Liste des consignes
• A. Recopiez le passage de l'extrait à lire allant de « Les élèves cherchent » jusqu'à « clair et coopératif. » inclus, en renommant partout « élèves » en « apprenants ».
• B. Selon l'extrait sur les objectifs des élèves en classe, à quoi les élèves ont-ils tendance à faire la part belle dans un cours où les attentes de l'enseignant sont peu élevées ?
• C. Poursuivez l'extrait sur les objectifs des élèves en classe à partir de sa dernière phrase.

Extrait à lire

· · · ·

Si la situation en classe devient critique, les élèves ont alors recours aux stratégies « réduire l’ennui » et « éviter les problèmes » pour atteindre leurs objectifs.
Les élèves apprécient la clarté des enseignants concernant les attentes de la classe et apprécient la coopération avec les enseignants lorsque ces derniers leur permettent de poursuivre leurs deux objectifs.
Les élèves cherchent à réussir le cours et à passer de bons agréables en classe, mais ces deux objectifs sont potentiellement en tension.
Les élèves s’engagent d’autant mieux dans les apprentissages ;
- Qu’ils y prennent plaisir dans un cadre clair et coopératif.
- Que les situations de classe sont cadrées par des limites qu’ils considèrent comme acceptables.
Les élèves veulent savoir ce que leurs enseignants attendent d’eux afin de remplir les conditions nécessaires à la réussite du cours. Cela reste vrai, quel que soit le niveau scolaire qu’ils souhaitent. Sachant cela, ils peuvent alors estimer et optimiser le temps dont ils disposeront pour se socialiser.
Dans un cours où les attentes exprimées par l’enseignant sont peu élevées, les élèves ont tendance à faire la part belle à la socialisation.
Le verre est à moitié vide ou à moitié plein :
- Se distraire peut empêcher de travailler.

· · · ·

Entrées du jeu de données sur l'emplacement des objets
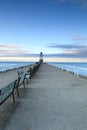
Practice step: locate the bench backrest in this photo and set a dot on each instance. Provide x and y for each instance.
(6, 91)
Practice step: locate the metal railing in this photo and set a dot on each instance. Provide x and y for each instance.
(76, 70)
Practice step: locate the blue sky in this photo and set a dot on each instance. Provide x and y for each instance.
(58, 28)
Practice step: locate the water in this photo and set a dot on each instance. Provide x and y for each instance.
(79, 68)
(11, 65)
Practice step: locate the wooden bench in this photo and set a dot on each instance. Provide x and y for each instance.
(7, 91)
(22, 76)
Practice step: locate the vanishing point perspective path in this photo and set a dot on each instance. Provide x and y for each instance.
(53, 100)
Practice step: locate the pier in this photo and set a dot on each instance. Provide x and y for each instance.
(53, 100)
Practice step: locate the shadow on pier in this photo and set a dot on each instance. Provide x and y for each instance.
(53, 100)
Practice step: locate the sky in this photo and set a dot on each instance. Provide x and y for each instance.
(58, 28)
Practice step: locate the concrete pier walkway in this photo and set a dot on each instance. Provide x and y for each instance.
(53, 100)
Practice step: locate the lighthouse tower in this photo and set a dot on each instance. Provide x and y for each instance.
(41, 58)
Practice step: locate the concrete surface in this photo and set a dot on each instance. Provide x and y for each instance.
(53, 100)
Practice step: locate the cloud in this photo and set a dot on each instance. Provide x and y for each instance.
(77, 38)
(82, 3)
(73, 46)
(70, 50)
(14, 51)
(8, 46)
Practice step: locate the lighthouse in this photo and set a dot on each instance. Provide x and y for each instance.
(41, 58)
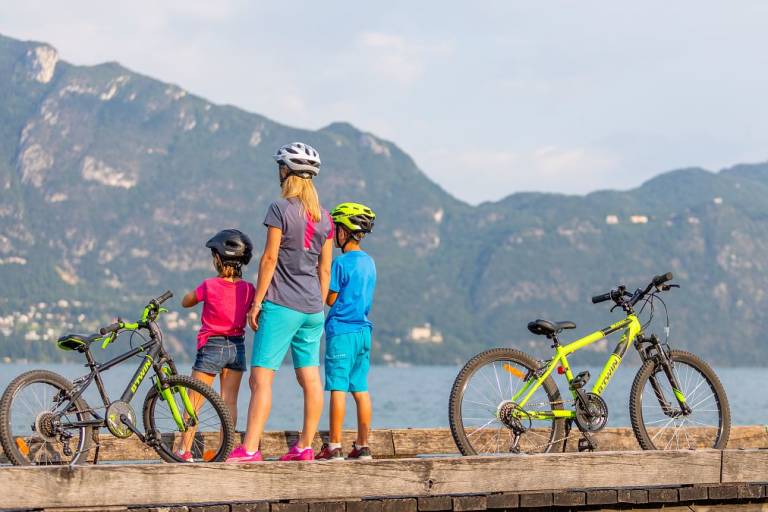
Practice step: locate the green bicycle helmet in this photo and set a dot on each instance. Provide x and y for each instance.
(355, 217)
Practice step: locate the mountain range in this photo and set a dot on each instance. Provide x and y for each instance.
(111, 181)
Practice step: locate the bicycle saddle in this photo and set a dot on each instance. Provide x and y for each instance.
(547, 328)
(76, 341)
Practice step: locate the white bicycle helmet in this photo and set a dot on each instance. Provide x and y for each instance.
(302, 159)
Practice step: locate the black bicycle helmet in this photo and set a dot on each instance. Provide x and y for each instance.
(232, 246)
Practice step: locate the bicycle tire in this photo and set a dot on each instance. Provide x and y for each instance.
(10, 441)
(690, 438)
(222, 411)
(556, 430)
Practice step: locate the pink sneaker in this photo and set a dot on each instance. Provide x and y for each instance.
(240, 455)
(296, 454)
(187, 456)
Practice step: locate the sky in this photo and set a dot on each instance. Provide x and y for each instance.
(489, 97)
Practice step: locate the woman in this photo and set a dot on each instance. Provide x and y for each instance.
(291, 289)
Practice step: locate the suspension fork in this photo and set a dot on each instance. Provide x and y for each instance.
(663, 360)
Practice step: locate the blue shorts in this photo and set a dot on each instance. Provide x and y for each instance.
(281, 328)
(221, 352)
(347, 360)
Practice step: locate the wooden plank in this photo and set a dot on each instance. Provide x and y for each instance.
(411, 442)
(142, 484)
(742, 466)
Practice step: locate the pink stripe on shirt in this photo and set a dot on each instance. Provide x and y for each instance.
(309, 233)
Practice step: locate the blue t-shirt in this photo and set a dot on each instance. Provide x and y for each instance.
(353, 277)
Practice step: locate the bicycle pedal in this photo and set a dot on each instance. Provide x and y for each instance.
(580, 380)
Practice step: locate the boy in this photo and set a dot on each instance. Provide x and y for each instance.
(348, 330)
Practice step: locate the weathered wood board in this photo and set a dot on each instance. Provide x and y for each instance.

· · · ·

Réponses attendues
• A.
Les apprenants cherchent à réussir le cours et à passer de bons agréables en classe, mais ces deux objectifs sont potentiellement en tension.
Les apprenants s’engagent d’autant mieux dans les apprentissages ;
- Qu’ils y prennent plaisir dans un cadre clair et coopératif.

• B. À la socialisation.

• C.
- S’engager dans le travail empêche de se laisser distraire.
La dimension agréable peut être atteinte avec l’enseignant, sinon sans lui, voire contre lui.
Implications des attentes de socialisation et de réussite des élèves pour un bon climat de classe
Il existe une dimension interactive entre les stratégies d’élèves et celles des enseignants qui influe sur le climat de classe.
Les stratégies influentes des enseignants ne se limitent pas à la gestion des comportements, mais également à celle de la coopération. Nous allons consacrer la suite de cet article à ce second point.
Il existe un défi pour l’enseignant au niveau de l’établissement de la coopération :
- Les interactions entre élèves et entre élèves et enseignant s’appuient sur le désir des élèves de se socialiser. Les élèves disposent d’une motivation intrinsèque à se socialiser et à s’assurer une expérience de classe agréable.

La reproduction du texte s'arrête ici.